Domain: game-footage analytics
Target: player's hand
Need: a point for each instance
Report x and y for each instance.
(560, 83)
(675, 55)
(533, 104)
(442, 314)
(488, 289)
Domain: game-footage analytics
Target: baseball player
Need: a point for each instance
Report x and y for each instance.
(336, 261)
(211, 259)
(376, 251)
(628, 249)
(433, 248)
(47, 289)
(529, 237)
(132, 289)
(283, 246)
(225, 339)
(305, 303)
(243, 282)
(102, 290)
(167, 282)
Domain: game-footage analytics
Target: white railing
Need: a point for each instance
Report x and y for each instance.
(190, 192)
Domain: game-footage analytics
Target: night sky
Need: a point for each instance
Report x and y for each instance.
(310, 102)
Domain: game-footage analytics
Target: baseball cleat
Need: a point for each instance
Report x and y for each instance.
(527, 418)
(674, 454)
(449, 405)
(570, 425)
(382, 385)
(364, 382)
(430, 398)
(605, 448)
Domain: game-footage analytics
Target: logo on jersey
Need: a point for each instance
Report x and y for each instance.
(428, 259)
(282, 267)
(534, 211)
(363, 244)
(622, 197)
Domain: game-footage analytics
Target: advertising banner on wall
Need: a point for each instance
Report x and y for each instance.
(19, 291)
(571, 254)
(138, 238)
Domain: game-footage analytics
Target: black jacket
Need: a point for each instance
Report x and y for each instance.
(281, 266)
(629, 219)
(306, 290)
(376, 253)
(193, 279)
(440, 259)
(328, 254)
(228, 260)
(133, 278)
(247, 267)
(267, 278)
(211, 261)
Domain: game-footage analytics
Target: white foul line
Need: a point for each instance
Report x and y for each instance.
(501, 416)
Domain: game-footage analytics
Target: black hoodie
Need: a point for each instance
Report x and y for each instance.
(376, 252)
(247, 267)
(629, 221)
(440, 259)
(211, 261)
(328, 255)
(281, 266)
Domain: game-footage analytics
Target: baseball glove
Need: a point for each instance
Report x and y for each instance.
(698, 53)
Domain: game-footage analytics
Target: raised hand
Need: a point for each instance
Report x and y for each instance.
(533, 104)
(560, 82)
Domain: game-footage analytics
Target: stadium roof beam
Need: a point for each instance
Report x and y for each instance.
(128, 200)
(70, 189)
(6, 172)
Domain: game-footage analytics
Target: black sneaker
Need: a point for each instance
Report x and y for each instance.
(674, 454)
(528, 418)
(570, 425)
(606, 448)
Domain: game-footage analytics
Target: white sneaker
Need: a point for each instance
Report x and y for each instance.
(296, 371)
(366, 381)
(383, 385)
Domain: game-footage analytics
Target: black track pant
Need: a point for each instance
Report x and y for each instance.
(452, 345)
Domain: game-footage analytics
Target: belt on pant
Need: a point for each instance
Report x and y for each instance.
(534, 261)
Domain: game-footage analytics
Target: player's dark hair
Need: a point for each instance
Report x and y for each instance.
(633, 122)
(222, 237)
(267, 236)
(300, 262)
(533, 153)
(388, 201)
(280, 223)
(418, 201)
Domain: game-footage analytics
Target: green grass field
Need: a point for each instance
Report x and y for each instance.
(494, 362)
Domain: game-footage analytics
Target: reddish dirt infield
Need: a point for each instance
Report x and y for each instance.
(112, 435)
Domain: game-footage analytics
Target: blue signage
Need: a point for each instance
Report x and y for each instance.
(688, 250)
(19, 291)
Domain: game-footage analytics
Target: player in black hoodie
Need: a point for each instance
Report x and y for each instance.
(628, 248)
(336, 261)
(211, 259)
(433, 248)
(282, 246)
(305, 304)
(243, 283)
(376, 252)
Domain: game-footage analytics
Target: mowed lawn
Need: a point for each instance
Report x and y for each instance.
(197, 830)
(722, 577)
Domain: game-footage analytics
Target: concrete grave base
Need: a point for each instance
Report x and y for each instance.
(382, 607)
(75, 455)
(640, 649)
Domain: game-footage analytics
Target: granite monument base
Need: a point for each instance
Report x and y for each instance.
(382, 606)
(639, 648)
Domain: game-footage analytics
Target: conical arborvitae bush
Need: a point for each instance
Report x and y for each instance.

+++++

▶ _TASK GOAL_: Count the lines of the material that contain the string "sneaker", treating uppercase and lowercase as distinct, and give only the number.

▶ _TASK RESPONSE_: 2